To be done >>
Render these lines as a Markdown table with the columns "Row" and "Line," numbering each row and skipping any blank lines.

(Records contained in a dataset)
%%

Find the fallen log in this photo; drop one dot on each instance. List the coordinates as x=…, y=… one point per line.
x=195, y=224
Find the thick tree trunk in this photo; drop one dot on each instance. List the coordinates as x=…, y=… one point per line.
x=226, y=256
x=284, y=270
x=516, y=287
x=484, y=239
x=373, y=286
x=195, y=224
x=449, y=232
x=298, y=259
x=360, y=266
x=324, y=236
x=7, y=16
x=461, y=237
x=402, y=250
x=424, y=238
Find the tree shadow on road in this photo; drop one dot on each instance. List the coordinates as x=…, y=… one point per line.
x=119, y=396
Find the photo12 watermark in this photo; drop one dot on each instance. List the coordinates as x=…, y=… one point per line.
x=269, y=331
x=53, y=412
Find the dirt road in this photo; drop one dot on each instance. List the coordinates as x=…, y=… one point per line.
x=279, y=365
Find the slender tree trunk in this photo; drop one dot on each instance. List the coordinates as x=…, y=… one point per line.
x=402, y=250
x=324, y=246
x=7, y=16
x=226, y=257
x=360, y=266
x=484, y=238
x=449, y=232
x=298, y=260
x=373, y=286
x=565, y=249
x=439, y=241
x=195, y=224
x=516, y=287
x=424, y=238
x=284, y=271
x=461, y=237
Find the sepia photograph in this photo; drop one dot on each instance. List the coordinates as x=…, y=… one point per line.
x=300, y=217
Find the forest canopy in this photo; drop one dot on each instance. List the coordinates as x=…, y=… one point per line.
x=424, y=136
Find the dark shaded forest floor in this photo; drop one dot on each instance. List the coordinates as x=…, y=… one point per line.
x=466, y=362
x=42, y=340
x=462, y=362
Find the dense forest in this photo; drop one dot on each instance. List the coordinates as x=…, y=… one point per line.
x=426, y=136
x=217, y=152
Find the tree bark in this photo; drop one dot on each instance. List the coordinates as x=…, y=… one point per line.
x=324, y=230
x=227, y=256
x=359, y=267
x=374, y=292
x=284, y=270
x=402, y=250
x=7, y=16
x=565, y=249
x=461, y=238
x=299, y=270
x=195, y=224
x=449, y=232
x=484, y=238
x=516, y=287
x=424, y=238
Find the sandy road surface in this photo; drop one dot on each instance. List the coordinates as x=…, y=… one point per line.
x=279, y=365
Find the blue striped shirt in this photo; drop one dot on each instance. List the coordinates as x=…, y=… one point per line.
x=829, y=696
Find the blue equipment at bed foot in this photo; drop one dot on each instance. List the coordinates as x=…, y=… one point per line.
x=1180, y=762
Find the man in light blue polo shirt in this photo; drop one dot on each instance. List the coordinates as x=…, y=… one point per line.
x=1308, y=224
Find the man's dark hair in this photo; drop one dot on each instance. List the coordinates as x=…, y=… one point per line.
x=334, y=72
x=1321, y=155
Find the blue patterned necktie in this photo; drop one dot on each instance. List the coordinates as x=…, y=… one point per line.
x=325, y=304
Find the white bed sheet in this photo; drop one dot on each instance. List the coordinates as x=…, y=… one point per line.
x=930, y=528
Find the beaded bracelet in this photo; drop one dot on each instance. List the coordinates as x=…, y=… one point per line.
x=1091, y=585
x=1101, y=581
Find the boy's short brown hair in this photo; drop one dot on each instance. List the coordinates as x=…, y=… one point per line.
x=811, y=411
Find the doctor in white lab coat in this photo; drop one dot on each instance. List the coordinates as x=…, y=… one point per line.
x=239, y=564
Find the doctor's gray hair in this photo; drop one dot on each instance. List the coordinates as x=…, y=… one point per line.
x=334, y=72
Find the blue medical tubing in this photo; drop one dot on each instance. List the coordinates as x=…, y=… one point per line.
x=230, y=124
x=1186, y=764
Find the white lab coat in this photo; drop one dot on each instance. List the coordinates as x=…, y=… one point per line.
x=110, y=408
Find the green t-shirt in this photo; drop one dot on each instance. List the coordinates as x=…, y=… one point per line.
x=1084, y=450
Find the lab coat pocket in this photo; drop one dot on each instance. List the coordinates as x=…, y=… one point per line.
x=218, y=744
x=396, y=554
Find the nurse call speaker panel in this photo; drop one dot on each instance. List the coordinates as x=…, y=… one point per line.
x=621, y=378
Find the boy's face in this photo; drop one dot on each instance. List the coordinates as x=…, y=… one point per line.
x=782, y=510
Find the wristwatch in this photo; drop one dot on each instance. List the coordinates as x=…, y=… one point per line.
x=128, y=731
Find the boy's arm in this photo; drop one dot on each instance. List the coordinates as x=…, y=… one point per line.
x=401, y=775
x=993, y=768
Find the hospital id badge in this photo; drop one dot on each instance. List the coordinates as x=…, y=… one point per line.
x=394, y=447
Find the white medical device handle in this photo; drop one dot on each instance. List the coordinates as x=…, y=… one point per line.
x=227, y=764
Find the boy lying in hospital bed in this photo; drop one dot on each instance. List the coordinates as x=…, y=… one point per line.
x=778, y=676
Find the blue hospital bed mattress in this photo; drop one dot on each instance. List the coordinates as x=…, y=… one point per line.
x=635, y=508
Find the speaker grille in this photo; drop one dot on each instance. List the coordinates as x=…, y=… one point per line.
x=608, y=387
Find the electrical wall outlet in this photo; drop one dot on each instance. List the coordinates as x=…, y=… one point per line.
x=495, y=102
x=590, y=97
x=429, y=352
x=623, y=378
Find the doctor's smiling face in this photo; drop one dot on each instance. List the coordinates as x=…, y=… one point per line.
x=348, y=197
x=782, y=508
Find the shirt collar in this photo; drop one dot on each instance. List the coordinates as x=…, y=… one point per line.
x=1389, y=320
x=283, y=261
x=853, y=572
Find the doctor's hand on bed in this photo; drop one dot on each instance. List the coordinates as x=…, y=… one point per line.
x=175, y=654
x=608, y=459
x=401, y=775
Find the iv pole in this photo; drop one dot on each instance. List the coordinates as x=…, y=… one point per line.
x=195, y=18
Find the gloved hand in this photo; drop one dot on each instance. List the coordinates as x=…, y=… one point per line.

%%

Task answer >>
| Row | Line |
|---|---|
| 1 | Find the fallen log in this photo; drop one dot on each instance. List the coordinates as x=…, y=… one point per line. |
| 2 | x=195, y=224 |
| 3 | Find the thick tree trunk in this photo; drop one dot on each instance. List the coordinates as x=…, y=… one point per line. |
| 4 | x=226, y=256 |
| 5 | x=284, y=270 |
| 6 | x=516, y=287 |
| 7 | x=484, y=239 |
| 8 | x=373, y=286 |
| 9 | x=195, y=224 |
| 10 | x=449, y=232 |
| 11 | x=298, y=259 |
| 12 | x=360, y=266 |
| 13 | x=324, y=236 |
| 14 | x=7, y=16 |
| 15 | x=461, y=237 |
| 16 | x=402, y=250 |
| 17 | x=424, y=238 |
| 18 | Find the tree shadow on road in this photo; drop one dot on each instance. List the coordinates as x=…, y=… one point per line. |
| 19 | x=119, y=396 |
| 20 | Find the photo12 watermark in this photo; drop one dot on each instance. List the coordinates as x=…, y=… one point per line. |
| 21 | x=269, y=331 |
| 22 | x=53, y=412 |
| 23 | Find the dirt road in this photo; drop one dot on each instance. List the coordinates as x=…, y=… one point per line. |
| 24 | x=279, y=365 |
| 25 | Find the slender tree trunk in this photo; drop one dot on each instance. List the coordinates as x=…, y=… one point per line. |
| 26 | x=402, y=250 |
| 27 | x=324, y=246 |
| 28 | x=7, y=16 |
| 29 | x=226, y=257 |
| 30 | x=360, y=266 |
| 31 | x=484, y=238 |
| 32 | x=449, y=232 |
| 33 | x=298, y=260 |
| 34 | x=373, y=286 |
| 35 | x=565, y=249 |
| 36 | x=439, y=241 |
| 37 | x=195, y=224 |
| 38 | x=516, y=287 |
| 39 | x=424, y=238 |
| 40 | x=284, y=271 |
| 41 | x=461, y=237 |
| 42 | Find the sepia photograph in this photo; drop one dot on each instance. List the coordinates as x=…, y=… one point per line. |
| 43 | x=300, y=217 |
| 44 | Find the forest canopy in this photo; drop one dot on each instance. List the coordinates as x=…, y=… one point per line. |
| 45 | x=424, y=136 |
| 46 | Find the dark shaded forest floor in this photo; drop one dot on each instance. List the coordinates as x=…, y=… one point per line. |
| 47 | x=466, y=362 |
| 48 | x=42, y=340 |
| 49 | x=462, y=362 |
| 50 | Find the dense forest in this photo; drop one dot on each instance. List the coordinates as x=…, y=… one point per line. |
| 51 | x=426, y=136 |
| 52 | x=217, y=152 |
| 53 | Find the tree bark in this photo; drop one dot on each instance. List the coordinates as x=…, y=… one point per line. |
| 54 | x=324, y=230 |
| 55 | x=227, y=256 |
| 56 | x=359, y=267 |
| 57 | x=374, y=292 |
| 58 | x=284, y=270 |
| 59 | x=402, y=250 |
| 60 | x=7, y=16 |
| 61 | x=565, y=249 |
| 62 | x=461, y=238 |
| 63 | x=299, y=270 |
| 64 | x=195, y=224 |
| 65 | x=449, y=232 |
| 66 | x=484, y=238 |
| 67 | x=516, y=287 |
| 68 | x=424, y=238 |
| 69 | Find the sandy road surface in this photo; drop one dot on each instance. List the coordinates as x=…, y=… one point per line. |
| 70 | x=279, y=365 |
| 71 | Find the blue striped shirt in this photo; drop one dot on each instance. List the coordinates as x=…, y=… one point per line. |
| 72 | x=829, y=696 |
| 73 | Find the blue equipment at bed foot in this photo; drop one dot on each instance. List the coordinates as x=…, y=… one point per line. |
| 74 | x=1180, y=762 |
| 75 | Find the man in light blue polo shirt in this photo; drop one dot on each instance. List the coordinates as x=…, y=… one point per line. |
| 76 | x=1308, y=224 |
| 77 | Find the man's dark hair in this photo; drop one dot on each instance. List the coordinates as x=…, y=… one point per line. |
| 78 | x=334, y=72 |
| 79 | x=1321, y=155 |
| 80 | Find the blue patterned necktie in this photo; drop one dot on each instance. List the coordinates as x=…, y=… one point per line. |
| 81 | x=325, y=304 |
| 82 | Find the white bed sheet in this photo; drop one dot on each instance. List the coordinates as x=…, y=… one point per line. |
| 83 | x=930, y=528 |
| 84 | Find the beaded bracelet in this photo; drop one dot on each instance. List the coordinates as x=…, y=… one point per line. |
| 85 | x=1091, y=585 |
| 86 | x=1101, y=581 |
| 87 | Find the boy's short brown hair in this photo; drop one dot on each instance. List the coordinates as x=…, y=… one point per line. |
| 88 | x=811, y=411 |
| 89 | Find the doctor in white lab coat in this photo; drop one dot on each instance. List the coordinates as x=…, y=… one point per line. |
| 90 | x=239, y=564 |
| 91 | Find the doctor's gray hair in this photo; drop one dot on each instance. List the coordinates as x=…, y=… one point per line. |
| 92 | x=334, y=72 |
| 93 | Find the blue medical tubing in this photo; drop one dot on each instance. List the coordinates as x=…, y=… one point per line. |
| 94 | x=230, y=124 |
| 95 | x=1186, y=764 |
| 96 | Find the white lab coat in this photo; drop one dot on each instance. List the coordinates as x=…, y=… one point per line. |
| 97 | x=110, y=408 |
| 98 | Find the green t-shirt in this photo; drop one dot on each instance. List the coordinates as x=…, y=… one point per line. |
| 99 | x=1084, y=450 |
| 100 | Find the lab coat pocket in this photo; drop one dot on each instance. List the coordinates as x=…, y=… one point per line. |
| 101 | x=218, y=744 |
| 102 | x=396, y=554 |
| 103 | Find the nurse call speaker panel in this photo; drop one dot on each instance. List the coordinates as x=…, y=… one point per line. |
| 104 | x=621, y=378 |
| 105 | Find the boy's face in this photo; drop one dot on each instance. List the coordinates as x=…, y=… one point per line. |
| 106 | x=782, y=510 |
| 107 | Find the wristwatch in this photo; drop one dot on each instance. List the coordinates as x=…, y=… one point per line. |
| 108 | x=128, y=731 |
| 109 | Find the boy's arm in this photo; drop one dot on each instance. List the coordinates as x=…, y=… one point per line. |
| 110 | x=401, y=775 |
| 111 | x=993, y=768 |
| 112 | Find the hospital id badge in this photo; drop one dot on each instance. List the coordinates as x=…, y=… one point per line. |
| 113 | x=394, y=447 |
| 114 | Find the white medical device handle in this photo; drop one dot on each instance. List the coordinates as x=…, y=… one point per line. |
| 115 | x=227, y=764 |
| 116 | Find the boy lying in hospital bed in this photo; drop one dot on each instance. List the coordinates as x=…, y=… one point per line. |
| 117 | x=778, y=676 |
| 118 | Find the blue hospital bed mattress in this photo; drop one dot on each instance. List the coordinates as x=…, y=… one point per line. |
| 119 | x=635, y=508 |
| 120 | Find the speaker grille in this photo; drop one dot on each instance. List the coordinates as x=…, y=… one point per line. |
| 121 | x=608, y=387 |
| 122 | Find the electrical wall outlet in this photo; drop one dot on each instance. List the coordinates as x=…, y=… one point per line. |
| 123 | x=495, y=102 |
| 124 | x=590, y=97 |
| 125 | x=429, y=352 |
| 126 | x=623, y=378 |
| 127 | Find the doctor's smiling face in this photo; drop one dot on each instance. List the coordinates as x=…, y=… one point per line. |
| 128 | x=348, y=197 |
| 129 | x=782, y=508 |
| 130 | Find the shirt collar in this photo; drop one dot on each instance. List the coordinates as x=…, y=… one point per line. |
| 131 | x=1389, y=320 |
| 132 | x=283, y=261 |
| 133 | x=853, y=572 |
| 134 | Find the doctor's hand on bed in this photo; drop one dot on each instance. List the coordinates as x=…, y=… one point per line. |
| 135 | x=175, y=654 |
| 136 | x=608, y=459 |
| 137 | x=401, y=775 |
| 138 | Find the iv pole in this photo; drop one dot on each instance. List the coordinates as x=…, y=… one point per line. |
| 139 | x=195, y=18 |
| 140 | Find the gloved hand in this photo; drop one dot on each instance. List the coordinates as x=…, y=… one point per line. |